What the task asks => Show each line of the entries below that contains the word "white".
--- Start of Material ---
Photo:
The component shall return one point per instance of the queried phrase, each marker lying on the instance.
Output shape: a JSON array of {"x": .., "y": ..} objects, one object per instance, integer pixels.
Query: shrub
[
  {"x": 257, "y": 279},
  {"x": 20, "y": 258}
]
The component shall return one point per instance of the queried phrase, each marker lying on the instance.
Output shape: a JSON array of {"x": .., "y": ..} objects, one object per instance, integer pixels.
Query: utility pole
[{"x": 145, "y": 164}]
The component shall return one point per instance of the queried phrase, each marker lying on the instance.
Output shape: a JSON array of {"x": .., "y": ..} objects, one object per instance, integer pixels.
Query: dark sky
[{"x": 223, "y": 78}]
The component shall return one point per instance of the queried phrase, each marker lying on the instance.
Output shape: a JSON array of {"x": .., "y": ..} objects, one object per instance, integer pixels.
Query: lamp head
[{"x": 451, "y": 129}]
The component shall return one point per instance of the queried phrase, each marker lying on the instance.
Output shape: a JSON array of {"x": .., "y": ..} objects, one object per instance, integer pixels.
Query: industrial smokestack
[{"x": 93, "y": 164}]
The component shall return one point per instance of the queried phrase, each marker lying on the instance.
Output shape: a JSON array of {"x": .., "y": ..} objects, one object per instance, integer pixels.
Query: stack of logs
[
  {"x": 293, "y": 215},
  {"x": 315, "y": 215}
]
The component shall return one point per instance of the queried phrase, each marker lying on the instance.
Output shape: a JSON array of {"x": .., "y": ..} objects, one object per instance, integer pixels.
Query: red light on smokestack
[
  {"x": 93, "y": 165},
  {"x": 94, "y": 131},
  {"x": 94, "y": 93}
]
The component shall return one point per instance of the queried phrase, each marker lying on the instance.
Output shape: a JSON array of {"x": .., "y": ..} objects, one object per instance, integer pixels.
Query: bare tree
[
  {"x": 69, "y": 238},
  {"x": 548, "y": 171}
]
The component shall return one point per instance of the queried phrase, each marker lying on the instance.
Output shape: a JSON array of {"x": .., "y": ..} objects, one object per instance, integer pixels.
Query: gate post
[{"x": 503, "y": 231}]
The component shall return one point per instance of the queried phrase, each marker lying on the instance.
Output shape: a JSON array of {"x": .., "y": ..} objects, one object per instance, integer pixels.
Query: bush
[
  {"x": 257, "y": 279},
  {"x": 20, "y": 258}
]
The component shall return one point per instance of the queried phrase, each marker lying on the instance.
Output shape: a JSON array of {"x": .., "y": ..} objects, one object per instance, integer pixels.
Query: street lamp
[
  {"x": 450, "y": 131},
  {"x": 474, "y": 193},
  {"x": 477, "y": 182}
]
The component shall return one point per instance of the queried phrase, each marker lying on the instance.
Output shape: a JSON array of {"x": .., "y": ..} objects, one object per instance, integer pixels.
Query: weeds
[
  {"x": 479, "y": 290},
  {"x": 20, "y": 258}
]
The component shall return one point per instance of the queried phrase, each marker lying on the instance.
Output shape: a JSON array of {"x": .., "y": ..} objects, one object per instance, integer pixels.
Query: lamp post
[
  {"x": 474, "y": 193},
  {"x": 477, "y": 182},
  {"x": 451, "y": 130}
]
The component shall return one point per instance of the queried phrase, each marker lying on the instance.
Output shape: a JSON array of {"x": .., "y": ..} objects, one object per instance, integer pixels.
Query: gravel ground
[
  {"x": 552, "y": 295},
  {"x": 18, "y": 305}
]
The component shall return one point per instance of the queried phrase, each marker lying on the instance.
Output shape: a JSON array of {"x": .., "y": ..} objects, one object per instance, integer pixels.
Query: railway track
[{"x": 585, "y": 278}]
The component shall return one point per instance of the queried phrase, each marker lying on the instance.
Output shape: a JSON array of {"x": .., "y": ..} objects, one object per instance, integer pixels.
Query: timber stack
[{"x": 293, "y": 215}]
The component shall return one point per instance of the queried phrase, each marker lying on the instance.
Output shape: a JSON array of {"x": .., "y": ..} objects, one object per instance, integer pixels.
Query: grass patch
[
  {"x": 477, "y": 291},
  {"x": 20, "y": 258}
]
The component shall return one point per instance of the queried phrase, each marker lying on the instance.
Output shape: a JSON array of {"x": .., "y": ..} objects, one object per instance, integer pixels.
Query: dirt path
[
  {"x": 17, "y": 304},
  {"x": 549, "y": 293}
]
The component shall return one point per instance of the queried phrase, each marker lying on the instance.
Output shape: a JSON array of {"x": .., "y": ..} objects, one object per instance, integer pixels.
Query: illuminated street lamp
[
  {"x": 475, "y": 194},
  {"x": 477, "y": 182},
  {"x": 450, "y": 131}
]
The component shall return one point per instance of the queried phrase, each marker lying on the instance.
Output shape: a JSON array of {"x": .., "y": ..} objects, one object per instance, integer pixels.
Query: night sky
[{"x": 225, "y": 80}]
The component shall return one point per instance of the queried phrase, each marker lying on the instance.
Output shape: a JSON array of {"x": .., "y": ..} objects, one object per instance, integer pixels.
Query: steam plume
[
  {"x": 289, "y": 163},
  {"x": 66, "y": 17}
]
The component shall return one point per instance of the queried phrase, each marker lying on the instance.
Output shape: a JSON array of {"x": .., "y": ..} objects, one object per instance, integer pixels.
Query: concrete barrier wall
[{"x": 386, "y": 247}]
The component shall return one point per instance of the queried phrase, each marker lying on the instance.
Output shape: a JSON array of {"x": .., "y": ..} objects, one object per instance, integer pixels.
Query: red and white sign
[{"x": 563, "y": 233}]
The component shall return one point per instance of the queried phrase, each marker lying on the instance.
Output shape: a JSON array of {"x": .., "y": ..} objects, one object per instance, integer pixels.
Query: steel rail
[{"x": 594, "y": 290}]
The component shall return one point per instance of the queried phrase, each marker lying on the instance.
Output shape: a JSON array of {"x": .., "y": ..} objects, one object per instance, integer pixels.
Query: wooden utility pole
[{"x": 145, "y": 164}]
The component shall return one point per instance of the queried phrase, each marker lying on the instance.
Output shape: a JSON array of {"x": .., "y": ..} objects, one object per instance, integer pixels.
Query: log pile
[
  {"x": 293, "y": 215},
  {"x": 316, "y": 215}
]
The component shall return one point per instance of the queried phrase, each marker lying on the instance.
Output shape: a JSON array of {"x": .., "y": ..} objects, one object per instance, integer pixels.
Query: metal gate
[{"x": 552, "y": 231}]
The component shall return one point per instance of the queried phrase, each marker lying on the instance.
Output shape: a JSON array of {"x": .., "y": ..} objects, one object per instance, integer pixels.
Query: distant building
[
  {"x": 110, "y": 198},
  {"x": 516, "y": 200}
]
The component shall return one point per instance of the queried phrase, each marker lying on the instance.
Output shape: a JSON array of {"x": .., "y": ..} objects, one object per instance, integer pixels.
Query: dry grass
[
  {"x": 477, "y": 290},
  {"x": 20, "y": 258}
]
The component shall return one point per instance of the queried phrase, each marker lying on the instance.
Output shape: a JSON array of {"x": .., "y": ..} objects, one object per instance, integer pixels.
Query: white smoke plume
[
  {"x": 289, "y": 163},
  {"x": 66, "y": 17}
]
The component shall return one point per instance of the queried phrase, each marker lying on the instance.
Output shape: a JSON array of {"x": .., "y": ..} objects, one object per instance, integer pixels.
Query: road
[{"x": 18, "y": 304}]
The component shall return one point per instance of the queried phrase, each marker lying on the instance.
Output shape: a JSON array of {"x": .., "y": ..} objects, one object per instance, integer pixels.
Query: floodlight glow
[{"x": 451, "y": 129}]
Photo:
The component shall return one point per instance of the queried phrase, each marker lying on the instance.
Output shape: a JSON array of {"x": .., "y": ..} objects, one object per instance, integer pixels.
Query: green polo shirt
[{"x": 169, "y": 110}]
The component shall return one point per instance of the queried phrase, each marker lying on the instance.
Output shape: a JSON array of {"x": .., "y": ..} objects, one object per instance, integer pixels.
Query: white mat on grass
--- End of Material ---
Answer =>
Query: red and white sign
Query: white smoke plume
Query: white mat on grass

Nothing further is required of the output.